Página
....

Também o "cake" do Natal, que é uma espécie de bolo de casamento, de influência inglesa. As preocupações com as crianças ajudam à festa.

No dia seguinte, Natal mesmo, têm lugar as visitas, mas isso é coisa quase acabada... Antigamente, eramos obrigados a visitar todos os tios, todos os avós, era "uma terrível...", mas hoje essa tradição acabou porque não temos casa para receber melhor, não vivemos em casas separadas, é tudo em andares... Tudo isso quebrou... Apesar de tudo, em minha casa, como sou o mais velho, consigo reunir a família toda. À volta de 20/30 pessoas.

1999 não vai acabar com essa reunião de família?...

Em 1999, se as famílias abalarem...acaba-se... Não se sabe quantos ficam e quantos partem ... Devem partir muitos, mas também devem ficar bastantes...

A família Senna Fernandes, fica?

Não sei. Eu não devo ficar. Porque já terei na altura idade um pouco avançada e temo ficar afectado psicologicamente com a mudança em que nunca acreditei... Aqui fui "menino e moço" e jamais pensei que a minha terra pudesse passar para outra bandeira. É uma coisa que custa a...
Voltemos a recordar tradições...

No Natal bebe-se e brinca-se até à meia-noite e mais. Naquela semana toda continuam as visitas. Chega-se ao Ano Novo, no dia 31, há o Te Deum, as igrejas ficam cheias às cinco e meia da tarde, conforme as igrejas. No dia um já não é tão importante... Começa com a missa, de manhã, como noutros dias do ano. O dia 31 é que é importante, sobretudo o Te Deum, às cinco, para agradecer a Deus termos vivido até aí e esperando que o Novo Ano nos seja propício.

Não deixam de comemorar o Novo Ano Chinês quando ele vem...

O Novo Ano Chinês é em fins de Janeiro, princípios de Fevereiro. São três dias de festa em que os macaenses se integram também. Eu estou casado com uma senhora chinesa e cedo igualmente às tradições. Ela aceita as minhas tradições, porque não haveria eu de não aceitar as tradições dela?!...

Antes de chegar o Novo Ano Chinês, compram-se flores, crisântemos, tanjerinas pequenas, e outra flores, e um ramo de pessegueiro, que ainda está em botão e que se espera que abra na noite do Ano Novo Chinês...

E se não abrir?...

É mau!... A minha mulher seguiu essa tradição, mas, há dois anos, deixou de comprar o ramo de pessegueiro, porque houve um ano que não abriu e, por coincidência ou não, esse ano não correu bem. E ela decidiu: "para o ano não faço isso..." E, portanto, deixámos de comprar o ramo de pessegueiro. Mas eu tive pena...

....

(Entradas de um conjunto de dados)
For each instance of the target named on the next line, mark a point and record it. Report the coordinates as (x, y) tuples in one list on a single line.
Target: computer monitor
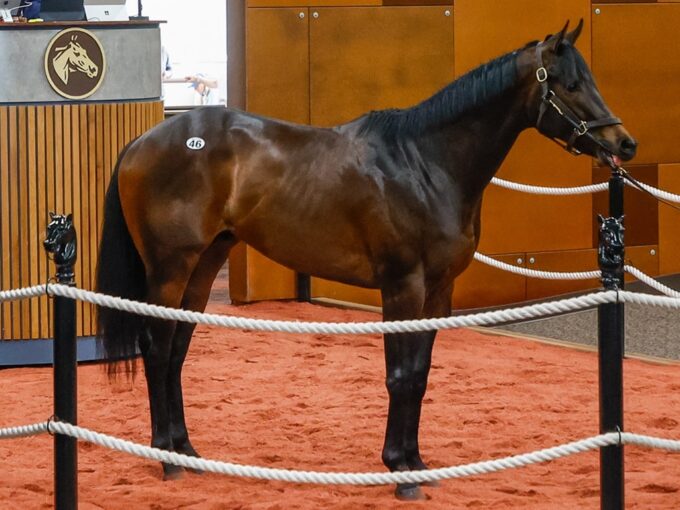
[(8, 8), (62, 10)]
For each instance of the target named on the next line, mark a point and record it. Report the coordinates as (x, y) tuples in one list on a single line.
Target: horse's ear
[(559, 37), (572, 36)]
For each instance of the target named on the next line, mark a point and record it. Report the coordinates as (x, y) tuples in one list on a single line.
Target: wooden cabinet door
[(512, 221), (277, 85), (370, 58), (636, 60)]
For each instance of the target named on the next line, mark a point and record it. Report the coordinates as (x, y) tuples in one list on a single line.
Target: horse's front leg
[(437, 304), (408, 358), (402, 300)]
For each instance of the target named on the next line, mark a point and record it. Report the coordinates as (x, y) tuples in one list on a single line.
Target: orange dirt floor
[(317, 402)]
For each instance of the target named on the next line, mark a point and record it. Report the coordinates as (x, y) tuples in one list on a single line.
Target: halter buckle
[(541, 74), (582, 128)]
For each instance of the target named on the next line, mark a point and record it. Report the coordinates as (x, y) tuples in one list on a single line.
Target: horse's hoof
[(409, 492), (172, 472)]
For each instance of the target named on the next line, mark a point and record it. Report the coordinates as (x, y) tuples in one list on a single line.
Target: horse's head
[(61, 239), (570, 108), (77, 59)]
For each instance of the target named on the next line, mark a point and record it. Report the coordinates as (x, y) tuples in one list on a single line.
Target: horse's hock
[(333, 63), (57, 153)]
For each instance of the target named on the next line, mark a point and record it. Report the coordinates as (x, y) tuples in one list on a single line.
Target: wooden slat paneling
[(5, 234), (637, 74), (56, 158)]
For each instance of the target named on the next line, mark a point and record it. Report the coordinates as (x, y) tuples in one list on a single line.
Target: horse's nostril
[(628, 146)]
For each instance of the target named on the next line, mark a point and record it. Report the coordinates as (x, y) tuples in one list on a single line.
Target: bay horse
[(73, 58), (390, 200)]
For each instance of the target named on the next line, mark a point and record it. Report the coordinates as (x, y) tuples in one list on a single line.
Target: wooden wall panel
[(638, 73), (669, 219), (482, 285), (277, 63), (644, 258), (366, 59), (277, 84), (55, 158), (347, 293), (575, 260)]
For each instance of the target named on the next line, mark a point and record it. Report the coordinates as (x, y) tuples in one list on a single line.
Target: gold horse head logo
[(73, 58), (75, 63)]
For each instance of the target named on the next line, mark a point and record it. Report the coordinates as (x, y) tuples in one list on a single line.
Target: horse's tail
[(120, 272)]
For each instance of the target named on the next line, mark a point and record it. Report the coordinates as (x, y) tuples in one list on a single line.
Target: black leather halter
[(581, 127)]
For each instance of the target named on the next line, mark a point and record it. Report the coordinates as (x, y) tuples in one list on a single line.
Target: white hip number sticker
[(195, 143)]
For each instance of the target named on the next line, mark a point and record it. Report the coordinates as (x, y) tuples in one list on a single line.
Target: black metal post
[(611, 348), (139, 16), (304, 287), (61, 241)]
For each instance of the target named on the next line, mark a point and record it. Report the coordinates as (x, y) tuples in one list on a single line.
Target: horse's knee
[(409, 382)]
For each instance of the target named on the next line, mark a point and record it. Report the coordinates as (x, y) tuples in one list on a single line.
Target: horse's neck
[(474, 146)]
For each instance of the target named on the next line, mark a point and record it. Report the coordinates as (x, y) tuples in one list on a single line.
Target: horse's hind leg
[(166, 286), (408, 358), (195, 298)]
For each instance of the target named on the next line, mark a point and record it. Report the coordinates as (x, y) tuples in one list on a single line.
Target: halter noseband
[(581, 127)]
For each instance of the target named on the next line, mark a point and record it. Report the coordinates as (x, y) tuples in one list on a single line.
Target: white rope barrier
[(23, 431), (586, 275), (335, 478), (25, 293), (545, 190), (655, 284), (658, 193), (339, 328), (533, 273)]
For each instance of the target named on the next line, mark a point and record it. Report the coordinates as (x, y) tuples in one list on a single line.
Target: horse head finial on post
[(62, 242), (610, 252)]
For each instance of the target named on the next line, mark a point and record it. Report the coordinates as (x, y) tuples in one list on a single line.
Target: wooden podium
[(72, 95)]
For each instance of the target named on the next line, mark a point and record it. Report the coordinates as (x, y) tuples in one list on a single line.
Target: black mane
[(471, 90)]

....

Tarefas
1. Reescreva em forma de lista, sem perder os factos principais, o parágrafo do texto sobre as festas que começa por "No Natal bebe-se e brinca-se".
2. Reproduza do texto sobre as festas tudo o que vai desde "Em 1999, se" até "devem ficar bastantes...".

Respostas do exercício
1.
- No Natal bebe-se e brinca-se até à meia-noite e mais tarde.
- As visitas continuam durante toda essa semana.
- No dia 31 há o Te Deum, e as igrejas ficam cheias ao fim da tarde.
- O dia 31 é o mais importante, sobretudo pelo Te Deum, que serve para agradecer a Deus ter-se vivido até ali e para pedir que o Novo Ano seja propício.
- O dia 1 já não tem tanta importância e começa com a missa da manhã, como nos outros dias do ano.

2.
Em 1999, se as famílias abalarem...acaba-se... Não se sabe quantos ficam e quantos partem ... Devem partir muitos, mas também devem ficar bastantes...